◆ INPUT DATA ◆
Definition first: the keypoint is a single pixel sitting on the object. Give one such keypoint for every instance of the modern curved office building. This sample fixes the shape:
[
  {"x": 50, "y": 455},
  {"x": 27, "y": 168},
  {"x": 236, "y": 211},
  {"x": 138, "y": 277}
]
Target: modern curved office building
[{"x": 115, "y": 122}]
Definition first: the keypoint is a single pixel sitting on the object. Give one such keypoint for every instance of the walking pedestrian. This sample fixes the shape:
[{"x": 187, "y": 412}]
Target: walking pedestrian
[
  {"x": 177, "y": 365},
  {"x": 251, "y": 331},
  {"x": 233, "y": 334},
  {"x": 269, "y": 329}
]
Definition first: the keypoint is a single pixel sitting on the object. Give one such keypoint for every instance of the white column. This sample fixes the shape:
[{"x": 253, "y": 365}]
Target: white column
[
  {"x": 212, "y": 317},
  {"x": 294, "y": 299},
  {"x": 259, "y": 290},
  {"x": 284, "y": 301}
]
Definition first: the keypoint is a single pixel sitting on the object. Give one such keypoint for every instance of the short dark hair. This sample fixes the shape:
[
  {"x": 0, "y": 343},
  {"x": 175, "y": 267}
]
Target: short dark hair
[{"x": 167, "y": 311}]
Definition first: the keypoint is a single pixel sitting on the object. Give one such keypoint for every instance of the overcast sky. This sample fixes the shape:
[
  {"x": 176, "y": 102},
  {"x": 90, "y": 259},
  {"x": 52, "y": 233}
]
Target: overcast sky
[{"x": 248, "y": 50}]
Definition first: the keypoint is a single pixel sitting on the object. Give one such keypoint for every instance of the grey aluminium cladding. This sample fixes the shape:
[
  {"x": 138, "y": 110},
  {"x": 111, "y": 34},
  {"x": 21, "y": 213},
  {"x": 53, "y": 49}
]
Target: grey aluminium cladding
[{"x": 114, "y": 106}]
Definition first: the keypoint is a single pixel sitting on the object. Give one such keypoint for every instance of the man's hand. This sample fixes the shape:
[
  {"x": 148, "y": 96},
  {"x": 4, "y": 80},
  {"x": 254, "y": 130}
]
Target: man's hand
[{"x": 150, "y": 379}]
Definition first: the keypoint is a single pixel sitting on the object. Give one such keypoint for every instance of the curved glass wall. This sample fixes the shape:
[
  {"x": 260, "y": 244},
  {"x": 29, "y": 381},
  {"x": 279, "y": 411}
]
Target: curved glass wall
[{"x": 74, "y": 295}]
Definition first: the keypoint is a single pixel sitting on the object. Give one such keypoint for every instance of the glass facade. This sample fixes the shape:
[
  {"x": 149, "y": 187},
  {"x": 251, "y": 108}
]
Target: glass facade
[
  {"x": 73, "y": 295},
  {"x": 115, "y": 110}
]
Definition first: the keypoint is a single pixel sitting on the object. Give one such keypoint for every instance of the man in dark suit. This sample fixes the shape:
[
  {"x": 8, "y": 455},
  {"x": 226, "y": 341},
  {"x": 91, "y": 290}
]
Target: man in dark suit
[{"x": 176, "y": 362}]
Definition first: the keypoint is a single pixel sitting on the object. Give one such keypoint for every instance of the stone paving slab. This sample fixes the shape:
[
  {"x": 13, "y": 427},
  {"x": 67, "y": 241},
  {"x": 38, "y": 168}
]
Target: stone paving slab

◆ WHAT THIS TASK INVOLVES ◆
Please give back all of the rows above, reproduced word for word with nothing changed.

◆ TASK RESPONSE ◆
Definition first: the keypoint is a single pixel sitting on the object. Give one such keypoint for every instance of the modern curved office building. This sample fixes the shape:
[
  {"x": 50, "y": 455},
  {"x": 27, "y": 168},
  {"x": 236, "y": 211},
  {"x": 138, "y": 277}
]
Target: modern curved office building
[{"x": 115, "y": 122}]
Definition first: the keypoint is a single pixel sitting on the object. Give one such keypoint for every instance of the walking pedestrian. This sample fixes the shape:
[{"x": 187, "y": 412}]
Target: walking pedestrian
[
  {"x": 177, "y": 365},
  {"x": 251, "y": 331},
  {"x": 233, "y": 334},
  {"x": 269, "y": 329}
]
Definition first: the keypoint is a single pixel sitting on the object. Give one such keypoint for every instance of the white column. This sample fixes the shape:
[{"x": 253, "y": 365}]
Target: white column
[
  {"x": 212, "y": 317},
  {"x": 294, "y": 299},
  {"x": 259, "y": 290},
  {"x": 284, "y": 301}
]
Definition first: the keypoint is a single pixel sitting on the object. Give one such keypoint for every instance of the short dark hair. This sample fixes the shape:
[
  {"x": 0, "y": 343},
  {"x": 175, "y": 267}
]
Target: short dark hair
[{"x": 167, "y": 311}]
Definition first: the keypoint is a single pixel sitting on the object. Give one such keypoint for every instance of the overcast sky. This sample fixes the shape:
[
  {"x": 176, "y": 102},
  {"x": 90, "y": 259},
  {"x": 52, "y": 233}
]
Target: overcast sky
[{"x": 248, "y": 50}]
Definition first: the keypoint is a single pixel sitting on the object. Give one such keypoint for every instance of the grey aluminium cladding. This sample fixes the shape:
[
  {"x": 138, "y": 110},
  {"x": 111, "y": 34},
  {"x": 21, "y": 213},
  {"x": 53, "y": 49}
]
Target: grey aluminium cladding
[{"x": 114, "y": 106}]
Definition first: the keypoint is a single pixel sitting on the object. Give one such keypoint for every instance of the man's hand. This sample fixes the shape:
[
  {"x": 148, "y": 96},
  {"x": 4, "y": 80},
  {"x": 254, "y": 130}
]
Target: man's hand
[{"x": 150, "y": 379}]
Definition first: the keypoint is a single pixel sitting on the object. Give one such keypoint for every instance of the curved glass wall. This sample fixes the shape:
[
  {"x": 260, "y": 244},
  {"x": 29, "y": 381},
  {"x": 279, "y": 411}
]
Target: curved glass wall
[{"x": 74, "y": 295}]
Definition first: the keypoint is a single pixel sitting on the object. Give one such keypoint for every instance of the glass facade. This sample fixes the shape:
[
  {"x": 149, "y": 187},
  {"x": 251, "y": 108}
]
Target: glass facade
[
  {"x": 73, "y": 295},
  {"x": 115, "y": 110}
]
Definition first: the keypoint is a single pixel sitting on the object. Give one such keypoint for every instance of the man in dark suit. This sample fixes the shape:
[
  {"x": 8, "y": 455},
  {"x": 226, "y": 341},
  {"x": 91, "y": 290}
]
Target: man in dark suit
[{"x": 176, "y": 362}]
Definition first: the keypoint is a single pixel sitting on the object. Give one such keypoint for every instance of the stone paving slab. This sample fixes the shape:
[
  {"x": 13, "y": 427},
  {"x": 67, "y": 241},
  {"x": 38, "y": 168}
]
Target: stone paving slab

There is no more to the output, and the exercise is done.